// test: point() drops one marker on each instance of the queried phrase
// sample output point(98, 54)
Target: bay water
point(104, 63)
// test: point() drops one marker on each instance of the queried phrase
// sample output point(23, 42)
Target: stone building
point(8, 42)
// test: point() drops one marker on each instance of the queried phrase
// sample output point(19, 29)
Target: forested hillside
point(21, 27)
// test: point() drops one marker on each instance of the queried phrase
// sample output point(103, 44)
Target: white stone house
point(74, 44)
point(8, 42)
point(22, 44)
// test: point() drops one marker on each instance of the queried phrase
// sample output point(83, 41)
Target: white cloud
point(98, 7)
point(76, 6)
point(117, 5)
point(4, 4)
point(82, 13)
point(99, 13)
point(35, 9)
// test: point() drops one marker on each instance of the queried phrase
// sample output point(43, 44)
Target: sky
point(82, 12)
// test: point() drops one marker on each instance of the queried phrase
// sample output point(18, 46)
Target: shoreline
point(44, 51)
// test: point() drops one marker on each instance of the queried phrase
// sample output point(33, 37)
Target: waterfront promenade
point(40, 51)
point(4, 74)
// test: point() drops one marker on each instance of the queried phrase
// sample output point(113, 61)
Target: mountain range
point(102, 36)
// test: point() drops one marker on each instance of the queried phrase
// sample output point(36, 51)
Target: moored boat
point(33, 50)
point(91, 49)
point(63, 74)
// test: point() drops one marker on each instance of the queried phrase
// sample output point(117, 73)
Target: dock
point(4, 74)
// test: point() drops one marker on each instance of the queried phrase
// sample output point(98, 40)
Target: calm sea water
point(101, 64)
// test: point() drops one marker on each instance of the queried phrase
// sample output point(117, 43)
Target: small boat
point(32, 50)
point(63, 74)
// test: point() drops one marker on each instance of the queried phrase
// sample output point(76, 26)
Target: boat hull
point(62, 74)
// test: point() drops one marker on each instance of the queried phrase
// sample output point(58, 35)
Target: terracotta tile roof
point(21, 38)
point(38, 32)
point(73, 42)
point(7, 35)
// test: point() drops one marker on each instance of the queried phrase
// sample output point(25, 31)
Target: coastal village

PROBLEM REQUIREMENTS
Reproduce the entries above verbatim, from their first line through the line that contains "point(101, 64)", including that line.

RESPONSE TO THE TASK
// test: point() drops one marker on each instance of the queried phrase
// sample output point(98, 54)
Target: bay water
point(104, 63)
// test: point() drops one marker on each instance of the queried phrase
// sample output point(23, 42)
Target: stone building
point(8, 42)
// test: point() drops one marker on each instance of the queried phrase
// sample output point(19, 29)
Target: forested hillside
point(21, 27)
// test: point() drops one marker on each instance of the queried phrase
// sample output point(103, 44)
Target: white stone house
point(74, 44)
point(8, 42)
point(22, 44)
// test: point() drops one marker on each instance of the queried phrase
// sample output point(83, 41)
Target: white cloud
point(98, 7)
point(76, 6)
point(117, 5)
point(4, 4)
point(82, 13)
point(99, 13)
point(35, 9)
// test: point() drops one marker on each instance of the queried phrase
// sample output point(43, 44)
Target: sky
point(82, 12)
// test: point() drops one marker on each instance of the queried phrase
// sample output point(18, 46)
Target: shoreline
point(44, 51)
// test: point() drops one marker on each instance of the queried phrase
// sample output point(33, 37)
Target: waterfront promenade
point(40, 51)
point(4, 74)
// test: point() drops one marker on each instance of the queried phrase
// sample output point(113, 61)
Target: mountain range
point(102, 36)
// test: point() drops one marker on each instance of the queried phrase
// sample output point(36, 51)
Target: moored boat
point(33, 50)
point(91, 49)
point(63, 74)
// test: point() drops one marker on each instance of the queried phrase
// sample output point(117, 73)
Target: dock
point(4, 74)
// test: point() drops one marker on each instance of the queried phrase
// sample output point(98, 40)
Target: calm sea water
point(101, 64)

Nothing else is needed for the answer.